• **Page excerpt**:
────────────────────

I
have been a teacher of composition and British literature at Cumberland
College since 1984. However, the primary focus of my
professional development during the past decade has been with the
pedagogical use of the "new media."
I was perhaps among the last generation of graduate students to
complete a dissertation on a portable electric typewriter. However,
when a dozen years ago my department established a computer
laboratory to support our freshman composition program, I saw it as
a great opportunity for both students and faculty. Today I manage
that computer lab and find myself grading my students’
electronically submitted essays at the keyboard. In the interim I
have learned an old lesson: new technology does not solve problems
– it does not of itself improve writing – but it does provide
new strategies for solving problems.
As I continue to explore with my students a variety of literary
topics – Romantic poetry, Victorian fiction, Shakespeare, critical
theory – I endeavor to use the new media to pursue the traditional
liberal arts goal of encountering and understanding the realities of
human experience: psychological, social, and spiritual. Our students
increasingly exist in a cultural vacuum with no familiarity with or
appreciation of history and heritage. Modern media contribute to
this vacuum but also provide access to resources that can fill it
with information and understanding. The Web is the medieval
scriptorium revisited. It can be confusing. It can be a compendium
of mediocre fragments. But it contains hidden cultural treasures as
well.

────────────────────

• **Data records**:
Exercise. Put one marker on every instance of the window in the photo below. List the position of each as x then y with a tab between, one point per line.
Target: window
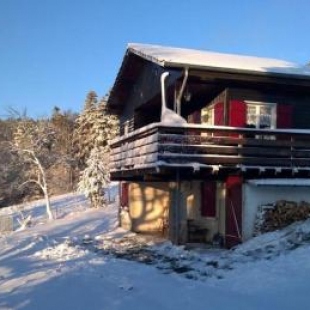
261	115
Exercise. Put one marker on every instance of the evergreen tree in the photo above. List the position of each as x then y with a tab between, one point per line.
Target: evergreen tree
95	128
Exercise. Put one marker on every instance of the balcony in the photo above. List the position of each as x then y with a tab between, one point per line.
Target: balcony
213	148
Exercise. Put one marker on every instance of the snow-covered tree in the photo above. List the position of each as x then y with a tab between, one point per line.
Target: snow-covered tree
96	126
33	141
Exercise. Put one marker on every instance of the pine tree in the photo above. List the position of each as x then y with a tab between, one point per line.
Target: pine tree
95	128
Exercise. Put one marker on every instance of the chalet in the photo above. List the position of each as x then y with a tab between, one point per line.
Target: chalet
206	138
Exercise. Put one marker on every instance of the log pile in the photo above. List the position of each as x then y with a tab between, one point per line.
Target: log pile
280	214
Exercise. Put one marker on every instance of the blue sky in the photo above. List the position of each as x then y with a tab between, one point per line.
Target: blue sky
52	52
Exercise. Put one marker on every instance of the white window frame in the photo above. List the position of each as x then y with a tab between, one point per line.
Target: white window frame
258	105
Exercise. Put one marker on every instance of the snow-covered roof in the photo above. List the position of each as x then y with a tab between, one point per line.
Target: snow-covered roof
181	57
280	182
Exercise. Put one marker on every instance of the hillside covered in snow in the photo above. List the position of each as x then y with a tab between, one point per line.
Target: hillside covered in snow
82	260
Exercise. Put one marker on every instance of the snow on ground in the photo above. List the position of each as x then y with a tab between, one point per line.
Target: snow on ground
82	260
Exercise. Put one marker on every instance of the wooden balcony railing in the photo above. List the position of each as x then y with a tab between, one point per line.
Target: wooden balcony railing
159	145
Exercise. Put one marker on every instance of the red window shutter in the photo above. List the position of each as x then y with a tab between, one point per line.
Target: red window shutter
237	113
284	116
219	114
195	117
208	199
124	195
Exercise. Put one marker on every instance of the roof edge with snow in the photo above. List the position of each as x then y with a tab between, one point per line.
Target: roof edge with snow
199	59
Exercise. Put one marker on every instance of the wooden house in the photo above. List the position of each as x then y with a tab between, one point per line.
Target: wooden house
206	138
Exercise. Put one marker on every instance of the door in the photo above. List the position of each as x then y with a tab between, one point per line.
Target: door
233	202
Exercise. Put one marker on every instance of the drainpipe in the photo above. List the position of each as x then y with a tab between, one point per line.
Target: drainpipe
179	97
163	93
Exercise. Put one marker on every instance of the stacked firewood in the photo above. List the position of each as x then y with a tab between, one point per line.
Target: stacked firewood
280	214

────────────────────

• **Parts of the exercise**:
1 - In the teaching statement, what does the writer say the Web is a revisiting of?
2 - Continue the teaching statement from its final sentence.
The listing is drawn from a separate source unrelated to the teaching statement.

• **Responses to the tasks**:
1 - The medieval scriptorium.

2 -
Some of my attempts to assist students in discovering these
treasures are reflected in course-related websites I have developed.
You will find links to some of these by clicking on the menu for ACA
Websites on Literature. Currently I am especially interested in
refining assignments that lead to student-authoring on the web. The
LitCrit Web (a project supported by an ACA Faculty/Student
grant) was my first serious effort in nurturing such
student-authoring. This semester (spring 2001) I am developing a
course entitled "Writing with the New Media" that will
become part of a new writing track for the English major.
The interest in my department in this course reflects how
important web technology and other new media are to our future
professionally and pedagogically. The Virtual Center also represents
the ACA’s collective awareness of this importance. As an English
Teaching and Technology advocate for the Virtual Center, I want to
work with you to face the
challenges and embrace the opportunities of this future. If
you have any comments or suggestions about how this website can be
of value to you in this endeavor, please
email me.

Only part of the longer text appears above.